**Complete the following**
1: Please list every chapter heading that appears in the notes on the Dickens family.
2: Answer these questions from the notes on the Dickens family:
(a) Where did Frederick Dickens begin work in spring 1839?
(b) To which city did the Dickens family travel in June 1844?
(c) In what month and year did Lady Blessington die?

==== Study text ====

The route taken by Charles and Catherine Dickens is recorded in Dickens’s own journal – American Notes. The account at Niagara Falls is recorded by several of Dickens’s biographers.
Chapter Twenty-three
In spring 1839, Frederick, aided by his brother, began work at the Treasury where he was employed for at least the next twenty years. Frederick Dickens married Anna Weller, sister to Christina, a pianist; the account of his affair with Christina is wholly fictitious. In the late 1850s Frederick’s marriage to Anna collapsed under financial strain and allegations of adultery.
Chapter Twenty-four
The Dickens family travelled to Genoa in June 1844 and became friends with Emile and Augusta de la Rue. Catherine was so jealous of the relationship between Charles and Augusta that she ordered her husband to break off the friendship.
Chapter Twenty-five
It was probably around the autumn of 1842 that Georgina Hogarth came to live with the Dickens family on a permanent basis.
Chapter Twenty-six
Count d’Orsay and Lady Blessington lived at Gore House together until April 1849, after which they fled to France to escape their creditors. Lady Blessington died in June 1849 and Count d’Orsay in August 1852.

==== Information provided ====

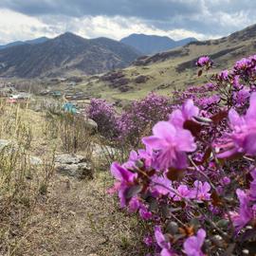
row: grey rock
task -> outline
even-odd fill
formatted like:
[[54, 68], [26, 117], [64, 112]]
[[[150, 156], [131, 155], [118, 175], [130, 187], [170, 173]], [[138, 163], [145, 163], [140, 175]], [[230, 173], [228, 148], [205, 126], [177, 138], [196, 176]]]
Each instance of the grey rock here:
[[60, 164], [78, 164], [84, 161], [84, 156], [74, 154], [62, 154], [55, 157], [55, 162]]
[[37, 157], [37, 156], [30, 156], [29, 160], [30, 160], [31, 165], [42, 165], [43, 164], [42, 159]]
[[59, 174], [79, 179], [92, 178], [92, 166], [82, 155], [64, 154], [56, 156], [55, 168]]
[[0, 150], [3, 150], [6, 147], [9, 147], [11, 145], [11, 140], [8, 139], [0, 139]]
[[88, 130], [90, 130], [92, 133], [97, 133], [98, 131], [98, 124], [95, 120], [91, 119], [86, 119], [86, 127]]
[[115, 148], [109, 147], [109, 146], [104, 146], [104, 145], [100, 145], [97, 143], [93, 144], [93, 152], [92, 152], [92, 156], [94, 158], [109, 158], [114, 156], [119, 151]]

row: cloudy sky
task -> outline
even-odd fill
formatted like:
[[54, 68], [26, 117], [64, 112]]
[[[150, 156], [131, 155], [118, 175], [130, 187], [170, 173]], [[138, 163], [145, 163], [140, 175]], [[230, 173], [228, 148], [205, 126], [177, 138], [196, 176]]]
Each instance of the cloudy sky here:
[[131, 33], [199, 40], [256, 23], [253, 0], [0, 0], [0, 44], [71, 31], [119, 40]]

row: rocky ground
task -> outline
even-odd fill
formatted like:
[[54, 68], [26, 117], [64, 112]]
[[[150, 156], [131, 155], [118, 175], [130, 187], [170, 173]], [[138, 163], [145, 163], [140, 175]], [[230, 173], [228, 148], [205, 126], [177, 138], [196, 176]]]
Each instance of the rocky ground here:
[[[143, 224], [121, 210], [117, 197], [107, 192], [113, 185], [109, 168], [100, 171], [82, 151], [74, 155], [62, 150], [59, 141], [47, 137], [51, 128], [42, 113], [19, 111], [25, 123], [31, 125], [30, 164], [42, 165], [54, 150], [55, 171], [29, 215], [22, 222], [19, 214], [10, 218], [18, 226], [11, 228], [15, 233], [7, 232], [9, 241], [4, 238], [4, 242], [9, 251], [0, 255], [145, 255], [140, 242]], [[13, 141], [8, 136], [1, 138], [0, 150]], [[93, 149], [94, 158], [102, 157], [101, 145], [93, 144]]]

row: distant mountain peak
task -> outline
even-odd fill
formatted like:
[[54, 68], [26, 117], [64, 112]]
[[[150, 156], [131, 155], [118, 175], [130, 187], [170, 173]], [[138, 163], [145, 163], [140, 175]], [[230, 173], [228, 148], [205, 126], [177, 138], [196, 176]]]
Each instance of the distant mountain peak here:
[[42, 44], [0, 50], [0, 76], [35, 78], [68, 72], [93, 75], [125, 67], [139, 54], [111, 39], [84, 39], [65, 32]]
[[131, 34], [120, 40], [121, 43], [135, 47], [137, 50], [152, 55], [157, 52], [170, 50], [174, 47], [183, 46], [191, 42], [197, 41], [195, 38], [185, 38], [174, 41], [168, 36]]

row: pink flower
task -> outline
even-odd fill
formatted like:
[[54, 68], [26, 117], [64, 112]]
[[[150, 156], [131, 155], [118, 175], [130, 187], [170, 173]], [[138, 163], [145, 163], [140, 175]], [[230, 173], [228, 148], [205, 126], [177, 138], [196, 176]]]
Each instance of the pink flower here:
[[120, 206], [121, 208], [125, 207], [126, 205], [126, 193], [129, 190], [131, 184], [135, 181], [137, 174], [133, 174], [126, 170], [125, 168], [119, 165], [119, 163], [114, 162], [111, 165], [111, 174], [112, 175], [119, 181], [119, 196], [120, 199]]
[[166, 241], [164, 234], [162, 233], [161, 228], [159, 226], [155, 227], [155, 238], [161, 248], [161, 256], [172, 256], [173, 253], [171, 251], [171, 243]]
[[191, 132], [176, 129], [168, 121], [159, 121], [153, 128], [153, 136], [142, 141], [155, 151], [154, 167], [165, 170], [170, 167], [183, 169], [187, 166], [187, 152], [193, 152], [196, 145]]
[[174, 201], [181, 201], [182, 198], [191, 198], [192, 196], [192, 192], [189, 190], [188, 186], [186, 185], [179, 185], [177, 188], [177, 192], [179, 195], [175, 195], [174, 197]]
[[176, 109], [169, 116], [169, 121], [175, 127], [183, 127], [186, 120], [197, 117], [199, 108], [193, 104], [192, 100], [188, 100], [183, 105], [181, 110]]
[[211, 66], [213, 64], [212, 61], [210, 59], [209, 56], [202, 56], [196, 62], [196, 65], [203, 67], [205, 65]]
[[226, 158], [235, 154], [256, 155], [256, 93], [250, 97], [250, 104], [245, 116], [240, 117], [231, 109], [229, 113], [231, 134], [228, 134], [228, 139], [220, 146], [223, 152], [218, 157]]
[[236, 190], [240, 202], [239, 212], [230, 212], [234, 226], [238, 230], [243, 229], [253, 217], [253, 210], [249, 207], [249, 197], [242, 190]]
[[[157, 194], [168, 194], [170, 193], [170, 189], [172, 188], [172, 182], [165, 176], [154, 175], [152, 177], [152, 190], [155, 191]], [[156, 184], [154, 184], [156, 183]]]
[[210, 191], [210, 186], [208, 182], [202, 183], [201, 181], [194, 181], [194, 190], [192, 192], [192, 197], [195, 198], [197, 200], [210, 200], [210, 193], [209, 192]]
[[201, 247], [204, 245], [206, 231], [200, 229], [196, 236], [189, 237], [185, 241], [183, 245], [185, 253], [188, 256], [204, 256], [205, 254], [202, 252]]

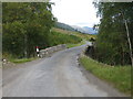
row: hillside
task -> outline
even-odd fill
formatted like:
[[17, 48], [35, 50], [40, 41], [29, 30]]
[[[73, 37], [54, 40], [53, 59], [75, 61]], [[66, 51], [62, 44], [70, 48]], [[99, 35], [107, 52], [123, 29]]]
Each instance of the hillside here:
[[61, 22], [55, 22], [55, 28], [62, 29], [62, 30], [68, 30], [68, 31], [75, 31], [72, 26], [61, 23]]
[[79, 32], [66, 31], [66, 30], [57, 29], [57, 28], [52, 28], [52, 31], [69, 34], [69, 35], [76, 35], [76, 36], [79, 36], [83, 40], [86, 40], [86, 41], [90, 40], [91, 37], [96, 38], [96, 35], [82, 34], [82, 33], [79, 33]]

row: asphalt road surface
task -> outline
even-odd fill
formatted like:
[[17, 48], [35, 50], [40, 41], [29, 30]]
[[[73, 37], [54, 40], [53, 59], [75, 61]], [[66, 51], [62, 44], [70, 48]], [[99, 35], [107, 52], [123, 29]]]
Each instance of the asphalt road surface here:
[[104, 82], [101, 86], [99, 81], [89, 80], [82, 73], [78, 55], [84, 47], [85, 45], [68, 48], [54, 53], [51, 57], [3, 69], [3, 97], [123, 96]]

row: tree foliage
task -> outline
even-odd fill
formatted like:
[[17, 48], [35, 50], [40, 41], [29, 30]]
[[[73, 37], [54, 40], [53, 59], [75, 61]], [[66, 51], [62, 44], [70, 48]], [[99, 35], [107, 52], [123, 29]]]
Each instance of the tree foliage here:
[[50, 2], [3, 2], [3, 53], [32, 56], [35, 46], [49, 46], [53, 22]]

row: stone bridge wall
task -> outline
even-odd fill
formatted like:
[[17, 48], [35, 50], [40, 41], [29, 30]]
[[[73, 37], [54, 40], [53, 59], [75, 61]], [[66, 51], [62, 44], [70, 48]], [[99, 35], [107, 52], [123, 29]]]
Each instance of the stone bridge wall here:
[[51, 55], [54, 52], [61, 51], [61, 50], [65, 50], [66, 45], [65, 44], [61, 44], [61, 45], [57, 45], [57, 46], [52, 46], [52, 47], [48, 47], [45, 50], [41, 50], [39, 53], [39, 56], [41, 58]]

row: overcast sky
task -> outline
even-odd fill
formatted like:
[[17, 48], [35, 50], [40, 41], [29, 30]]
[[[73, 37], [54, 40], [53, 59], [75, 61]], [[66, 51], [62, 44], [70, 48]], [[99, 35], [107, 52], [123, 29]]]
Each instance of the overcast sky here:
[[51, 0], [52, 13], [59, 22], [70, 25], [90, 26], [99, 23], [96, 9], [92, 4], [93, 0]]

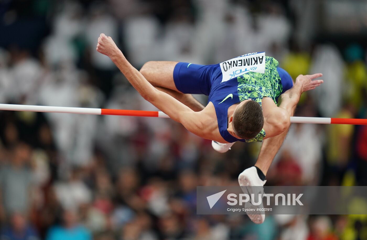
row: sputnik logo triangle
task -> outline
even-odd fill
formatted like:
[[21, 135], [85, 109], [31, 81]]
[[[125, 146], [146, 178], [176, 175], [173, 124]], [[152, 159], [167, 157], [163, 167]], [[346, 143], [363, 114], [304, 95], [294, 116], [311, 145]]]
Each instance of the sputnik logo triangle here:
[[219, 193], [217, 193], [213, 195], [211, 195], [210, 196], [207, 197], [208, 203], [209, 203], [209, 206], [210, 207], [211, 209], [217, 203], [217, 202], [218, 201], [219, 199], [221, 198], [221, 197], [223, 196], [223, 194], [224, 194], [224, 193], [226, 190], [224, 190], [224, 191], [220, 192]]

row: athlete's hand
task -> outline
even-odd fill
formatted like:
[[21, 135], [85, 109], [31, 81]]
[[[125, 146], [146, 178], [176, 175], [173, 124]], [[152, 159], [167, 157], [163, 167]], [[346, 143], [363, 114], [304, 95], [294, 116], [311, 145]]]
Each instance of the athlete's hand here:
[[309, 90], [315, 89], [324, 82], [323, 80], [313, 80], [315, 78], [322, 76], [322, 73], [316, 73], [312, 75], [300, 75], [296, 79], [295, 86], [301, 88], [302, 92]]
[[97, 51], [110, 58], [121, 52], [111, 37], [108, 37], [104, 33], [101, 33], [98, 38]]

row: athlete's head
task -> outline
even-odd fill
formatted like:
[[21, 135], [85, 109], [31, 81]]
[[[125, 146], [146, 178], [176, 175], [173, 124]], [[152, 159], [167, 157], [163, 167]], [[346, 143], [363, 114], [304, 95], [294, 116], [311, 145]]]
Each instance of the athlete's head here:
[[251, 99], [242, 102], [235, 109], [232, 121], [236, 135], [242, 139], [253, 138], [264, 126], [261, 106]]

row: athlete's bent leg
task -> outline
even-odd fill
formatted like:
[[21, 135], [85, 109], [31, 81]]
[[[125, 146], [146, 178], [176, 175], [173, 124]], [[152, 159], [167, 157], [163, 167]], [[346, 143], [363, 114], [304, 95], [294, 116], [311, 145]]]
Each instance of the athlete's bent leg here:
[[204, 106], [190, 94], [180, 92], [173, 80], [173, 71], [177, 62], [150, 61], [146, 63], [140, 73], [156, 88], [167, 93], [196, 112], [201, 111]]

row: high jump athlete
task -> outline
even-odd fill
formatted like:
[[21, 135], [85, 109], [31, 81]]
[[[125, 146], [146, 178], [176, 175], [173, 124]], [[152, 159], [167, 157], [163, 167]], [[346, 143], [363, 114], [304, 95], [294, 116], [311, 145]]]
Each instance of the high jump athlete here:
[[[214, 65], [148, 62], [139, 72], [110, 37], [101, 34], [97, 50], [111, 59], [145, 100], [191, 132], [212, 140], [218, 152], [226, 152], [237, 141], [262, 141], [255, 166], [239, 176], [243, 186], [264, 186], [301, 94], [323, 82], [313, 80], [322, 76], [316, 73], [300, 75], [294, 84], [278, 61], [265, 52]], [[207, 105], [196, 101], [193, 94], [208, 96]], [[265, 218], [264, 214], [249, 217], [258, 223]]]

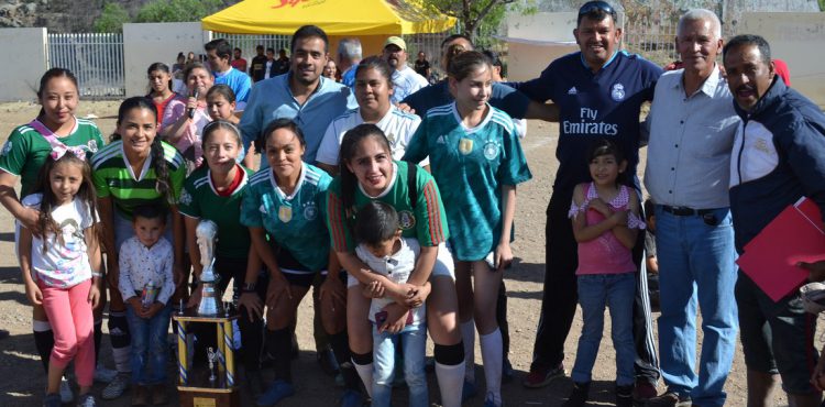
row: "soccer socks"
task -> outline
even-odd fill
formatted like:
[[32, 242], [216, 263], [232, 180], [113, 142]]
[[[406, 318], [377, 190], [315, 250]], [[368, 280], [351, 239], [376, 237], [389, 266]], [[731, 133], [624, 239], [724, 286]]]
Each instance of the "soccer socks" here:
[[475, 321], [461, 322], [464, 341], [464, 382], [475, 384]]
[[364, 383], [366, 393], [370, 397], [373, 396], [373, 353], [352, 353], [352, 364], [355, 365], [355, 371], [361, 376], [361, 382]]
[[48, 359], [52, 356], [52, 349], [54, 348], [54, 332], [52, 332], [52, 324], [48, 321], [32, 320], [32, 330], [34, 331], [34, 346], [37, 349], [40, 361], [43, 363], [43, 369], [48, 374]]
[[132, 353], [132, 337], [125, 311], [109, 311], [109, 340], [112, 342], [112, 359], [118, 373], [131, 373], [129, 359]]
[[484, 378], [487, 383], [487, 398], [492, 398], [496, 406], [502, 404], [502, 331], [495, 331], [479, 337], [484, 360]]
[[436, 343], [436, 378], [441, 392], [443, 407], [461, 406], [461, 388], [464, 382], [464, 344], [442, 345]]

====

**Solution list**
1:
Chapter Twenty-three
Chapter Twenty-four
Chapter Twenty-five
Chapter Twenty-six

2:
(a) At the Treasury
(b) Genoa
(c) June 1849